* [Data for review]:

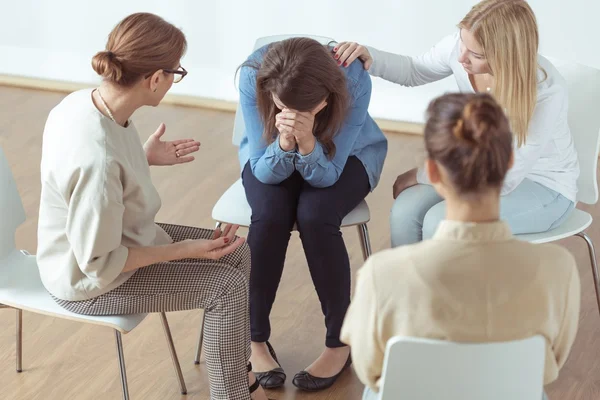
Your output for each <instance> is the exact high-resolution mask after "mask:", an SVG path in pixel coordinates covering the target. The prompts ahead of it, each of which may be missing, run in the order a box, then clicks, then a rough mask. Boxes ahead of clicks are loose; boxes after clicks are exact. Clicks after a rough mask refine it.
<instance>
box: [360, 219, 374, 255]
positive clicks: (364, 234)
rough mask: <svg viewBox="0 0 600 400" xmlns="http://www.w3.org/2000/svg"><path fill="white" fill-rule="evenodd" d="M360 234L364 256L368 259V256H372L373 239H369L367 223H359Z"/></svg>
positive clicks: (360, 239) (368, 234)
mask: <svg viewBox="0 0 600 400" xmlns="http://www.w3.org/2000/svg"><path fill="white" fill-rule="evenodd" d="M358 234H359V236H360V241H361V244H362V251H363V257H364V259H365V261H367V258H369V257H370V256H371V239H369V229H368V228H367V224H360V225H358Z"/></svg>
* * *
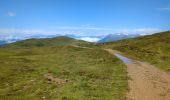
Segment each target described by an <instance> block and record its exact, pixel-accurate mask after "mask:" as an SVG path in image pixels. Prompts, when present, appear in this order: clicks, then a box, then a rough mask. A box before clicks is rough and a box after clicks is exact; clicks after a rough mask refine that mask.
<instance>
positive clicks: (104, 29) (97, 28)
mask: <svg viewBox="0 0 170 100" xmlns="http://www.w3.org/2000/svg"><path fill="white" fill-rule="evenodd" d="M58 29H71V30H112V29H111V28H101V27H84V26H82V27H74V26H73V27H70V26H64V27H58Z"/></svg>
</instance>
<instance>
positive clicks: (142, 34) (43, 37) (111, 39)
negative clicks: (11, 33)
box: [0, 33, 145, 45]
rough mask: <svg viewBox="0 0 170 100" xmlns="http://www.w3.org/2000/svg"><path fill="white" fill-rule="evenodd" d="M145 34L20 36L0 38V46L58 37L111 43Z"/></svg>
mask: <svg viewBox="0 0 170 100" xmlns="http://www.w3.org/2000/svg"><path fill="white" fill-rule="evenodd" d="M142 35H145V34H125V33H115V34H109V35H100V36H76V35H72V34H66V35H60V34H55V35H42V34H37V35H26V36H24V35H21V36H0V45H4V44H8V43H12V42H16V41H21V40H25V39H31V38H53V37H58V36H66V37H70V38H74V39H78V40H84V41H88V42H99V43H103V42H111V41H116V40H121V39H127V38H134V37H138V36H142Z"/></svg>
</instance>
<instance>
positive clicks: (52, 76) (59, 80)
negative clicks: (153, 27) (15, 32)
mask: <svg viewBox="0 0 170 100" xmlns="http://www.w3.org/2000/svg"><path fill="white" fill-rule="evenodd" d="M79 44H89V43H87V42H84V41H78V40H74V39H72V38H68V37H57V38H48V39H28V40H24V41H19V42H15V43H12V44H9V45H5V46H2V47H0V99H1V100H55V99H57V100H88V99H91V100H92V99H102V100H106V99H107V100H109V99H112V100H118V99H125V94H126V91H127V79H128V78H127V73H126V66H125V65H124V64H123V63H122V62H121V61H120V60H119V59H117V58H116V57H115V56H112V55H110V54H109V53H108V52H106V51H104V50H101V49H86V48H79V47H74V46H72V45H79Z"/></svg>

* [What you have to do]: Your answer must be a single number: the count of lines in the records above that contain "order".

* [Answer box]: 2